### BRIEF 1
In the methods passage on Mendelian randomization of stroke risk factors, what Cook's distance cutoff marked a SNP as an outlier?
### BRIEF 2
Continue the methods passage on Mendelian randomization of stroke risk factors from its last sentence.

### QUOTED PASSAGE

'''

We used the random-effects inverse-variance weighted15 (IVW) as the primary method for computing causal estimates of the association of each exposure (risk factor) with stroke. This approach entails calculating a Wald ratio for each SNP by dividing the SNP-outcome association by the SNP-exposure association and then estimating the mean of these Wald ratios, weighing each by the inverse of their variances. We used the random-effects model to adjust for heterogeneity among Wald ratios by accounting for over-dispersion in the regression model. Odds ratios were calculated for both EOS and LOS using the final IVW estimate for the causal association of each risk factor with all stroke and TOAST subtype. The odds ratios for continuous risk factors correspond to the change in odds of stroke corresponding to a one standard deviation change in risk factor. To account for multiple testing, we considered a P-value < 0.0055 (P < 0.05/9) to be statistically significant, accounting for the nine different risk factors.
To evaluate whether the IVW estimates comply with the independence and exclusion assumption, we performed several sensitivity analyses. As a measure of pleiotropy, we assessed heterogeneity among the individual Wald ratios from the initial estimates using I2 and Cochran’s Q as well as the intercept taken from the MR-Egger method. We also performed the MR analysis using other methods (e.g., Simple median16, weighted median16, and MR-Egger17) that are more robust than the IVW approach against deviation from the MR assumptions. Although these methods have less power, estimates from these analyses that are directional discordant from the IVW estimates could be an indication of the presence of pleiotropy. Cook’s distance and the MR Pleiotropy Residual Sum and Outlier18 (MR-PRESSO) method were used to identify and remove pleiotropic outliers. SNPs with Cook’s distance > (4/number of SNPs) were tagged as outliers and filtered out due to their disproportionate level of influence on the MR models. MR-PRESSO uses a leave-one-out methodology to detect pleiotropic SNPs and quantifies their distortion in the causal estimate. To ensure the instrumental variables used were the same in our EOS and LOS estimates, we removed non-overlapping SNPs before recalculating the IVW estimate. All statistical analyses were done in R (4.0.3; The R Foundation for Statistical Computing) using the MendelianRandomization (0.9.0) and MR-PRESSO packages (1.0).

'''

### EXTRACTED MATERIAL
'''

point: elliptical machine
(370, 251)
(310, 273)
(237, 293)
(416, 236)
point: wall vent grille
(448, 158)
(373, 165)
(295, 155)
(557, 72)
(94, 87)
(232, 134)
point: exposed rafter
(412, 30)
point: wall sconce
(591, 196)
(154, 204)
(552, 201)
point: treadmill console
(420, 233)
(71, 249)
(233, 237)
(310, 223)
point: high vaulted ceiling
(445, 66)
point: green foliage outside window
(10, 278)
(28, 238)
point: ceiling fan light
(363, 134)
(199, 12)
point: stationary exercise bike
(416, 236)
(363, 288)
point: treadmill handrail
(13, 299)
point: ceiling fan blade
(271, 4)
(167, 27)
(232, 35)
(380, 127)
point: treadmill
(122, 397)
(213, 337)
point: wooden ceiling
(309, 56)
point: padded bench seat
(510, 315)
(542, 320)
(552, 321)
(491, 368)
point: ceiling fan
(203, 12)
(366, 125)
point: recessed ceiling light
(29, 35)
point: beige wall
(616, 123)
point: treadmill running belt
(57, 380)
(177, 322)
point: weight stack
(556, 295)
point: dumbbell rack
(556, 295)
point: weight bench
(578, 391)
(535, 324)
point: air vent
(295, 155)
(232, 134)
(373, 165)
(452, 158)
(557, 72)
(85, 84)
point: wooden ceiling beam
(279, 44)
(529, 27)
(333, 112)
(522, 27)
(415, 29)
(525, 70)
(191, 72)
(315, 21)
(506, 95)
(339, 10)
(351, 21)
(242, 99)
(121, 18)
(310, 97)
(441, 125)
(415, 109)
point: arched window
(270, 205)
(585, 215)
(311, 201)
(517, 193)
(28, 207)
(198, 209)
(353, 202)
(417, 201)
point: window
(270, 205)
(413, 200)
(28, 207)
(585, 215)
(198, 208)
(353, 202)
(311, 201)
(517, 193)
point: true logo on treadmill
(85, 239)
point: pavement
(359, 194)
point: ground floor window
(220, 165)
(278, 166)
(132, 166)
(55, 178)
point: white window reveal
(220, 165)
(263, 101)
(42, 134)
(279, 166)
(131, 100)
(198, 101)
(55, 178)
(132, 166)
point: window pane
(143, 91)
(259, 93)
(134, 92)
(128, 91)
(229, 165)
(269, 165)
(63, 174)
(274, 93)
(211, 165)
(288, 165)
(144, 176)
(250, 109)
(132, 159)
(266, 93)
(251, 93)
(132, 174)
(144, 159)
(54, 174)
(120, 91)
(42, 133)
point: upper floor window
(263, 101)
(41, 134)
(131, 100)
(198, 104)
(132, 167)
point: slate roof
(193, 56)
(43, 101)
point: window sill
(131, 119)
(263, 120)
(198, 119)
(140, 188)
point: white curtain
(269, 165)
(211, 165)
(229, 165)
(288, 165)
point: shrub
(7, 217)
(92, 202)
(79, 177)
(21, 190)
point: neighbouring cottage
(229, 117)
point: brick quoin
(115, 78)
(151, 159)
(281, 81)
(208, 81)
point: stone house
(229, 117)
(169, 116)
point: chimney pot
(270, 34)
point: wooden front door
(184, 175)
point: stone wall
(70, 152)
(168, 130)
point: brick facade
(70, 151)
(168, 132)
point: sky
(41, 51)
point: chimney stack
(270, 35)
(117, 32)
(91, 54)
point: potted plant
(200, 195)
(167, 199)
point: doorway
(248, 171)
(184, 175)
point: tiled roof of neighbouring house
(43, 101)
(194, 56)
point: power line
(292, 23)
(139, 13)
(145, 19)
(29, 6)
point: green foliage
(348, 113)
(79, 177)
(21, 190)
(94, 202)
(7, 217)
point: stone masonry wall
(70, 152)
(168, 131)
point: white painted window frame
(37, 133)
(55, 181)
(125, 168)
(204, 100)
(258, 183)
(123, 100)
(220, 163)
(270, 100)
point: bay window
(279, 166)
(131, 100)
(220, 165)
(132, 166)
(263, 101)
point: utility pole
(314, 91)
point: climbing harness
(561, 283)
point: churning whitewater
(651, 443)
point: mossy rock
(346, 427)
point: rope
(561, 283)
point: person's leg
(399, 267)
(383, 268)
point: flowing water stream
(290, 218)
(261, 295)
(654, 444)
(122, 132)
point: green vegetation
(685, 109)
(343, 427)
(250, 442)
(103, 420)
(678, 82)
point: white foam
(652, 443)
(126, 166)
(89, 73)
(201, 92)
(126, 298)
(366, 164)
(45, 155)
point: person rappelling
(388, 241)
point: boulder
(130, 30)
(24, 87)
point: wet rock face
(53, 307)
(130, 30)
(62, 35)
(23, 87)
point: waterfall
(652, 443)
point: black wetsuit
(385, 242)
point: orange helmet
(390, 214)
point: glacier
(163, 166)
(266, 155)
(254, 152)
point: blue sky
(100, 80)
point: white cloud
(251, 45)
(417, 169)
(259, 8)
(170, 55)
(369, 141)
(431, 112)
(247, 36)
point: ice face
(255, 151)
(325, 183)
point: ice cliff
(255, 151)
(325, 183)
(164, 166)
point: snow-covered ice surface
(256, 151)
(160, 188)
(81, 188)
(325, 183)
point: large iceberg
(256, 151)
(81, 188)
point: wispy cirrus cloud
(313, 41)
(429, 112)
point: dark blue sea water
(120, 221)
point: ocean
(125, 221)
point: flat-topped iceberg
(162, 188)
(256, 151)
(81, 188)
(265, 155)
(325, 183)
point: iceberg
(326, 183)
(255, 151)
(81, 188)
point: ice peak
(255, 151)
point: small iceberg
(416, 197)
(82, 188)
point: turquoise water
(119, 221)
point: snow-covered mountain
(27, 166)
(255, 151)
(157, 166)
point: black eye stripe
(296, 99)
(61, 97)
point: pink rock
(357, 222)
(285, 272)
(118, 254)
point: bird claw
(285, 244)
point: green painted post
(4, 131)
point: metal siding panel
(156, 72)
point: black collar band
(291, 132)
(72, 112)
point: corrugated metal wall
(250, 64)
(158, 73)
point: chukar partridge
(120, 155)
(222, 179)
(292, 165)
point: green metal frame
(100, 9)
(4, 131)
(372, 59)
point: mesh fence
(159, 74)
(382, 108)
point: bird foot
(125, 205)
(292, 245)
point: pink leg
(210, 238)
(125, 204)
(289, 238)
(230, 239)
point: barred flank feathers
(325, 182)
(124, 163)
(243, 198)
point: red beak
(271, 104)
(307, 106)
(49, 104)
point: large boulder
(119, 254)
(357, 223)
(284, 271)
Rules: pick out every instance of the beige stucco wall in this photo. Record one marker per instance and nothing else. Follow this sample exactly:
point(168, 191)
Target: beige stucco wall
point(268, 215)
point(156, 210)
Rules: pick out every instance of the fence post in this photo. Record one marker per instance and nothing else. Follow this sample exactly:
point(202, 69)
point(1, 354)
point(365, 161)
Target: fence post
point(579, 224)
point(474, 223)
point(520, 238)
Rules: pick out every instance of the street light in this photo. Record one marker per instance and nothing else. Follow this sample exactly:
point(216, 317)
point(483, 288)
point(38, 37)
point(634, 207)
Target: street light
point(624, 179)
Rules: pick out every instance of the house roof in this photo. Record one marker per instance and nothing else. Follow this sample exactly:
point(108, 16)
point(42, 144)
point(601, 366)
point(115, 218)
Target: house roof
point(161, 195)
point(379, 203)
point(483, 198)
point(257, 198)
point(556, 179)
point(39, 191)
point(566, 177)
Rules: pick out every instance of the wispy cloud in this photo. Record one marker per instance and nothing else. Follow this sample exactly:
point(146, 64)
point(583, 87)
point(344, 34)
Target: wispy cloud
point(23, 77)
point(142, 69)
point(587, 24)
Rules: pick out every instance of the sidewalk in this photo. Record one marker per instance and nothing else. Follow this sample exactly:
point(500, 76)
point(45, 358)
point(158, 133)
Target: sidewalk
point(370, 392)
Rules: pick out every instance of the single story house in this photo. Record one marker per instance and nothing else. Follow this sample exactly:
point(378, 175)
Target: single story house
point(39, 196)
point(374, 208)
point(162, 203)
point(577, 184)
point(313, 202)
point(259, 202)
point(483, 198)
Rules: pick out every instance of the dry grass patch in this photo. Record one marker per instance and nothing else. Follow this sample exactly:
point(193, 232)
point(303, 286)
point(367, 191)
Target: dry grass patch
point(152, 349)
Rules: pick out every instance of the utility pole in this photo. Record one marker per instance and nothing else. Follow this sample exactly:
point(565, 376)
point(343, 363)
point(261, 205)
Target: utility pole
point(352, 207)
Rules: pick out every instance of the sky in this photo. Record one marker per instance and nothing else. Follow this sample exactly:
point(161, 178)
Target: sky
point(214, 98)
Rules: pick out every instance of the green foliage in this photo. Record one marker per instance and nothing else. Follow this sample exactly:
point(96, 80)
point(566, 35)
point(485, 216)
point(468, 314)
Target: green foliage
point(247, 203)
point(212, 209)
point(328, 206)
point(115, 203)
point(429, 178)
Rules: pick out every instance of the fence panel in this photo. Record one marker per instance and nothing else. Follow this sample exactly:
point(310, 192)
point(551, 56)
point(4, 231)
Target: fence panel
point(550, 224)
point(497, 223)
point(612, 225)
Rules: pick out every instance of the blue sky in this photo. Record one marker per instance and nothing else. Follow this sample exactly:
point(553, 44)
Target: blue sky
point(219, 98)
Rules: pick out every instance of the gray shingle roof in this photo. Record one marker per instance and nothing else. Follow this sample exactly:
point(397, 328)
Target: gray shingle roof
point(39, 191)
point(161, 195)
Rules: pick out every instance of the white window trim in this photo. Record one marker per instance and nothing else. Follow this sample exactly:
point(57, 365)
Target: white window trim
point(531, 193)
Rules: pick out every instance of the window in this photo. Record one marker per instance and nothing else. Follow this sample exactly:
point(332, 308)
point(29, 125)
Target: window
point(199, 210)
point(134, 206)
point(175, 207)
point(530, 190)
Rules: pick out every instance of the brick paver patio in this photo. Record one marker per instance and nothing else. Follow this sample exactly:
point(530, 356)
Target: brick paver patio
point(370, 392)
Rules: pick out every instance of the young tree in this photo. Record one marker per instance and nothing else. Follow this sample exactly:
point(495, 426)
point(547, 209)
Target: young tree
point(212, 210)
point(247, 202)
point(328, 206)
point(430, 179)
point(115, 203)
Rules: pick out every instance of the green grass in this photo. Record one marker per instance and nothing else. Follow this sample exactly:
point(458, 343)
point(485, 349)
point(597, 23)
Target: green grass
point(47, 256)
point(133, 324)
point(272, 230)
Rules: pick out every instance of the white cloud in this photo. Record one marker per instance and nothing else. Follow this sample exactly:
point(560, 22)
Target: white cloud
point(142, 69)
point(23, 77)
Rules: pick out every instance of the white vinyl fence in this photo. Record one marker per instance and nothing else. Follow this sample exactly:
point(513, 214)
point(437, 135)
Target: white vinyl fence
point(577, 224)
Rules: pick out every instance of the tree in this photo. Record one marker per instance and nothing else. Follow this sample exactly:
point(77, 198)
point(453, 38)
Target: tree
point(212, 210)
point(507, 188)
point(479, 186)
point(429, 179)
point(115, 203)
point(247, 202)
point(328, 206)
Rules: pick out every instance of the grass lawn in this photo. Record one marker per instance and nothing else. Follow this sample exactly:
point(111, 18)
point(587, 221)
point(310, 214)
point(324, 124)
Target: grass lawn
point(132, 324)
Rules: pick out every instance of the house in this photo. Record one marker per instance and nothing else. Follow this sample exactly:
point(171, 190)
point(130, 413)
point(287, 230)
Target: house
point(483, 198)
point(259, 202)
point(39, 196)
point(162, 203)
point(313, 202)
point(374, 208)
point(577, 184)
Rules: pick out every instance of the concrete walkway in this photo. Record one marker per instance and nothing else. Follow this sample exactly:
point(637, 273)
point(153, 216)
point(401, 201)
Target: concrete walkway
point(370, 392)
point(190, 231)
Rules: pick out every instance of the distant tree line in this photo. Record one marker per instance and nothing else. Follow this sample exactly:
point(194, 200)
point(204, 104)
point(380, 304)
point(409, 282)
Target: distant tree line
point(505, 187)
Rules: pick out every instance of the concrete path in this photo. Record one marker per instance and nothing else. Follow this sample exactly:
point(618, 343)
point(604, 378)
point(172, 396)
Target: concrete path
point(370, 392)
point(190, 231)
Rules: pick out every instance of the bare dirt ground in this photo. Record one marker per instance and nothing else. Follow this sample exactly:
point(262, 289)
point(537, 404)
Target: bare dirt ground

'''

### EXERCISE OUTPUT 1
A Cook's distance greater than 4 divided by the number of SNPs.

### EXERCISE OUTPUT 2
Homogeneity Test of Causal Estimates in EOS and LOS
To compare the difference of the causal estimates between early and late onset stroke groups, we performed a t-test, calculated as the difference between the betas divided by the variance of the difference. For this hypothesis we accounted for multiple testing by adjusting for the number of significantly associated risk factors we tested.
We also evaluated whether any differences in effect sizes of risk factors between early and late onset stroke could be driven by differences in the distribution of stroke subtypes between the two groups. For this analysis, we estimated the causal effects for each subtype and then computed the mean of the differences in effect sizes between early and late onset across the five different subtypes. We then computed the variance of the mean difference and performed a t-test to evaluate the significance of the difference in causal effects while accounting for subtype differences between EOS and LOS.
Ethical approval
The genetic association analyses, which involved deidentified data obtained from the UK Biobank Resource under Application Number 49852, underwent ethical oversight, including the determination by the University of Maryland, Baltimore Institutional Review Board that the study is not human research (IRB #: HF-00088022).